**** RECORDS FOR THIS EXERCISE ****

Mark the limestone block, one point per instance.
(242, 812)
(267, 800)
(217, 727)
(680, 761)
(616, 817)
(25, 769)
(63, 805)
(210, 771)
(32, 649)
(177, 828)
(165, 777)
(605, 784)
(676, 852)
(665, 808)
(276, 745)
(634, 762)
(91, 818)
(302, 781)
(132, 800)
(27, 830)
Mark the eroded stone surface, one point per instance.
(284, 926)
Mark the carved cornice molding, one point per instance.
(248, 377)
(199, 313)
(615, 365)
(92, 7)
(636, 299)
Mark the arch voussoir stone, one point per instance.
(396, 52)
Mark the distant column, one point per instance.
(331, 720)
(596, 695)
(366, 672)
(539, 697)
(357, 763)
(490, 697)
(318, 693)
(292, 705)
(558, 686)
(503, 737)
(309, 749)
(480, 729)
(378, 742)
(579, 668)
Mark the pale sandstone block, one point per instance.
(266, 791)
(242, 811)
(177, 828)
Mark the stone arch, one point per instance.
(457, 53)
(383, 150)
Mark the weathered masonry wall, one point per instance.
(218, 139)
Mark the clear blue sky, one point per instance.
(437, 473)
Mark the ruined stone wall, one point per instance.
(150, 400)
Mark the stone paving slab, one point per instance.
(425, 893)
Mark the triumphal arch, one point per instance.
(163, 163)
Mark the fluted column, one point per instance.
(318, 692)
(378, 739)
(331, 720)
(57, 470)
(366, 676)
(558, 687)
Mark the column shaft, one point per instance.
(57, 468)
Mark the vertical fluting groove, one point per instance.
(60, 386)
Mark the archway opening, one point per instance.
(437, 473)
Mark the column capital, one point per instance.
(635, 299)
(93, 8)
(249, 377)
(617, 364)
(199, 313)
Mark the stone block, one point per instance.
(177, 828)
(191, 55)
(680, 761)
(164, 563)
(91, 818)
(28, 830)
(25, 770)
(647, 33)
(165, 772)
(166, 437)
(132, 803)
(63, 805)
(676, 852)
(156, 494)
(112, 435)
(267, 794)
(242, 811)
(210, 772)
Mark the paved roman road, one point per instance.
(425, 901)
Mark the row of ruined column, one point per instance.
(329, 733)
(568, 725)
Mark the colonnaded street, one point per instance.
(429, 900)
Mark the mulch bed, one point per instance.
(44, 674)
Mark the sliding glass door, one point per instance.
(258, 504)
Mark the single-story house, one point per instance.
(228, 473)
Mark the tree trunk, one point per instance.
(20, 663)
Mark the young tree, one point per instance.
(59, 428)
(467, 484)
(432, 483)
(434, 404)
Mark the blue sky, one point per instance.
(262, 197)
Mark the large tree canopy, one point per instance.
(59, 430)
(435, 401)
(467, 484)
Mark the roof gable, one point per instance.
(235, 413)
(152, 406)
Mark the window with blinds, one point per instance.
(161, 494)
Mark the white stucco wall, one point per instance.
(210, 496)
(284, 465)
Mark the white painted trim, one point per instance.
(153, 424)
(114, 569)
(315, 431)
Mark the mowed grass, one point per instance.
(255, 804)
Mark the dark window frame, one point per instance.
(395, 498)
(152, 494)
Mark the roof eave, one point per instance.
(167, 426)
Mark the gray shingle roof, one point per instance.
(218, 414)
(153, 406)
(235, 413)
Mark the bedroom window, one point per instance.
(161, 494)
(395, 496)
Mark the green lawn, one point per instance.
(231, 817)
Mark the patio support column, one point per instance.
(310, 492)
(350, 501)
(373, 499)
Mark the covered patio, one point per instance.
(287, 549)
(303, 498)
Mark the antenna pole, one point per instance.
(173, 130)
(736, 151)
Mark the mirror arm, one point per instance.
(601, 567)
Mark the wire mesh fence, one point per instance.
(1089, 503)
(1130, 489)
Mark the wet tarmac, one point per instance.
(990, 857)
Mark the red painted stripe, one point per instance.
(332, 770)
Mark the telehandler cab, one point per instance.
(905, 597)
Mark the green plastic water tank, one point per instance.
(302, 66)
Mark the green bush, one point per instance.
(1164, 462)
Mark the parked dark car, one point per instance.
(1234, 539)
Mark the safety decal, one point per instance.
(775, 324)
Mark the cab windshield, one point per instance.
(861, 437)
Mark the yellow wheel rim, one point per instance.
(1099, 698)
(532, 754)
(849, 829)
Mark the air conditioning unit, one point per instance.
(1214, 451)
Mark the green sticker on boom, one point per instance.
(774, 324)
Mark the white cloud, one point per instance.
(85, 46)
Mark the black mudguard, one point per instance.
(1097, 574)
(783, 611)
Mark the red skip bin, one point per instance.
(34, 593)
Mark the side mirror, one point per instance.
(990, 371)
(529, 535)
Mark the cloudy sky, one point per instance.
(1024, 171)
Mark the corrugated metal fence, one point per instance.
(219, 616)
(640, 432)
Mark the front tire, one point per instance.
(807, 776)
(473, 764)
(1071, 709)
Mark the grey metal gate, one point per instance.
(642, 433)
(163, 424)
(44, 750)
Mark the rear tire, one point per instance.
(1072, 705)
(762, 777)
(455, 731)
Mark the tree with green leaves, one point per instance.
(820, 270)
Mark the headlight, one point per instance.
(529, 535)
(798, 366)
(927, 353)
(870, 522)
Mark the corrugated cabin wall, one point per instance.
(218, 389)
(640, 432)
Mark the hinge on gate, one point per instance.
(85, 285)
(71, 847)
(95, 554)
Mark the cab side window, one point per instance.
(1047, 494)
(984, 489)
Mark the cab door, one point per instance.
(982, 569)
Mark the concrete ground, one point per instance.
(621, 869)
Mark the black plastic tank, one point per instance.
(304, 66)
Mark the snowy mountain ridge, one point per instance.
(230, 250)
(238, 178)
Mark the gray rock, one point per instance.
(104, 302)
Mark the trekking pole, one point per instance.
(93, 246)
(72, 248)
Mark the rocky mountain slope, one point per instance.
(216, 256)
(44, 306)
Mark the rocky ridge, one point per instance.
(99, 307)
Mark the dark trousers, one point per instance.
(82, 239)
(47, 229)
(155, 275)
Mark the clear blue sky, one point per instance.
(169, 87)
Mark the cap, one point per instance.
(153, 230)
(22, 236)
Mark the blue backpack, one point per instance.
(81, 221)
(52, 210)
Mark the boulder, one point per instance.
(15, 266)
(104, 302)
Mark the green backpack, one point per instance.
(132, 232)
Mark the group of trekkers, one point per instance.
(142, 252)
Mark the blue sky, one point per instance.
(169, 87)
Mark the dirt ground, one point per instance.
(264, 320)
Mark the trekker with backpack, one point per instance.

****

### SHORT TASK
Print the listing above in its entirety, with every line exact.

### CORRECT RESPONSE
Mark the limestone block, one point per instance.
(242, 812)
(267, 800)
(217, 727)
(680, 761)
(616, 817)
(25, 769)
(63, 805)
(210, 771)
(32, 649)
(177, 828)
(165, 777)
(605, 784)
(676, 852)
(665, 808)
(276, 745)
(634, 762)
(91, 818)
(302, 781)
(132, 800)
(27, 830)
Mark the eroded stone surface, one point per instance.
(284, 926)
Mark the carved cornice molding, one point per instance.
(248, 377)
(199, 313)
(615, 365)
(92, 7)
(636, 299)
Mark the arch voussoir stone, one point per instance.
(396, 52)
Mark the distant column, one point per instance.
(331, 720)
(596, 695)
(366, 672)
(539, 697)
(357, 763)
(490, 697)
(318, 693)
(292, 705)
(558, 686)
(503, 737)
(309, 749)
(480, 729)
(378, 742)
(579, 668)
Mark the pale sandstone block, one point per instance.
(266, 791)
(242, 811)
(177, 828)
Mark the stone arch, one point per instance.
(457, 53)
(383, 150)
Mark the weathered masonry wall, one point per instance.
(218, 139)
Mark the clear blue sky, one point per instance.
(437, 473)
Mark the ruined stone wall, one point per instance.
(150, 400)
Mark the stone paving slab, one point per instance.
(425, 893)
Mark the triumphal arch, one point per instance.
(163, 163)
Mark the fluted column, one point per instance.
(318, 692)
(378, 739)
(331, 720)
(57, 470)
(366, 676)
(558, 687)
Mark the column shaft, one point per instance.
(57, 468)
Mark the vertical fluting groove, one point per instance.
(60, 386)
Mark the archway opening, one point per instance.
(437, 473)
Mark the column capital, one point per instance.
(635, 299)
(93, 8)
(249, 377)
(617, 364)
(199, 313)
Mark the stone block, one point per instance.
(177, 828)
(191, 55)
(680, 761)
(164, 563)
(91, 818)
(28, 830)
(25, 770)
(647, 33)
(165, 772)
(166, 437)
(132, 803)
(63, 805)
(676, 852)
(156, 494)
(112, 435)
(267, 794)
(242, 811)
(210, 772)
Mark the paved roman road, one point per instance.
(425, 901)
Mark the row of ruined column, one point per instance.
(329, 733)
(568, 725)
Mark the colonnaded street, one point per instance.
(429, 900)
Mark the mulch bed, one point per instance.
(44, 674)
Mark the sliding glass door, one point per instance.
(258, 504)
Mark the single-story house, one point per instance.
(228, 473)
Mark the tree trunk, one point per instance.
(20, 663)
Mark the young tree, one point per instance.
(59, 428)
(467, 484)
(432, 483)
(434, 404)
Mark the blue sky, one point per instance.
(262, 197)
Mark the large tree canopy, one point per instance.
(59, 430)
(435, 401)
(467, 484)
Mark the roof gable, one point per instance.
(235, 413)
(152, 406)
Mark the window with blinds, one point per instance.
(161, 494)
Mark the white stucco wall, one point per instance.
(210, 496)
(284, 465)
Mark the white painted trim, one point per instance.
(153, 424)
(114, 569)
(315, 431)
Mark the mowed grass, one point per instance.
(255, 804)
Mark the dark window frame, one point per instance.
(395, 498)
(152, 494)
Mark the roof eave, one point per instance.
(167, 426)
Mark the gray shingle roof, one point per instance.
(218, 414)
(153, 406)
(235, 413)
Mark the bedroom window, one point per instance.
(161, 494)
(395, 496)
Mark the green lawn, one point per instance.
(231, 817)
Mark the patio support column, one point per instance.
(310, 492)
(350, 501)
(373, 499)
Mark the covered patio, one point per instance.
(287, 549)
(303, 498)
Mark the antenna pole, one point per instance.
(173, 130)
(736, 151)
Mark the mirror arm, one point per instance.
(601, 567)
Mark the wire mesh fence, one point per instance.
(1089, 503)
(1130, 489)
Mark the wet tarmac, one point per instance.
(990, 857)
Mark the red painted stripe, one point per instance.
(332, 770)
Mark the telehandler cab, one point per instance.
(905, 597)
Mark the green plastic water tank, one point per instance.
(302, 66)
Mark the green bush, one point per instance.
(1164, 462)
Mark the parked dark car, one point per instance.
(1234, 539)
Mark the safety decal, one point per instance.
(775, 324)
Mark the cab windshield, one point per instance.
(861, 437)
Mark the yellow wheel rim, one point per instance.
(1099, 698)
(532, 754)
(849, 829)
Mark the air conditioning unit, one point per instance.
(1214, 451)
Mark the green sticker on boom, one point per instance.
(774, 324)
Mark the white cloud, one point per instance.
(85, 46)
Mark the black mudguard, one point per instance.
(1097, 574)
(783, 611)
Mark the red skip bin, one point per instance.
(34, 593)
Mark the side mirror, one point per instance.
(990, 371)
(529, 535)
Mark the cloudy sky, one point per instance.
(1024, 171)
Mark the corrugated metal fence, one point per instance.
(219, 616)
(640, 432)
Mark the front tire, one point per instance.
(807, 776)
(473, 764)
(1071, 709)
Mark the grey metal gate, one point per instance.
(642, 433)
(163, 424)
(44, 750)
Mark the rear tire, one point per instance.
(1072, 705)
(762, 777)
(455, 731)
Mark the tree with green leaves, one point per instance.
(820, 270)
Mark the headlight, one point per instance.
(529, 535)
(798, 366)
(927, 353)
(870, 522)
Mark the corrugated cabin wall, one point per instance.
(218, 389)
(640, 432)
Mark the hinge on gate, one point per instance.
(85, 285)
(71, 847)
(95, 554)
Mark the cab side window, one point per instance.
(1047, 494)
(984, 489)
Mark the cab door, one point per instance.
(982, 569)
Mark the concrete ground, one point per instance.
(621, 869)
Mark the black plastic tank, one point per instance.
(304, 66)
Mark the snowy mountain ridge, one point per instance.
(230, 250)
(238, 178)
Mark the gray rock, one point per instance.
(104, 302)
Mark the trekking pole, one point per instance.
(93, 246)
(72, 248)
Mark the rocky mountain slope, one point per instance.
(216, 256)
(44, 306)
Mark the rocky ridge, one point per instance.
(99, 307)
Mark the dark trousers, one point per instance.
(82, 239)
(47, 229)
(155, 275)
Mark the clear blue sky, one point per instance.
(169, 87)
Mark the cap, one point per instance.
(153, 230)
(22, 236)
Mark the blue backpack, one point per instance.
(81, 221)
(52, 210)
Mark the boulder, one point per instance.
(15, 266)
(104, 302)
Mark the green backpack, one point per instance.
(132, 232)
Mark the group of trekkers, one point per instance.
(142, 252)
Mark the blue sky, one point per instance.
(169, 87)
Mark the dirt ground, one point per instance.
(264, 320)
Mark the trekker with backpack, one point per instance.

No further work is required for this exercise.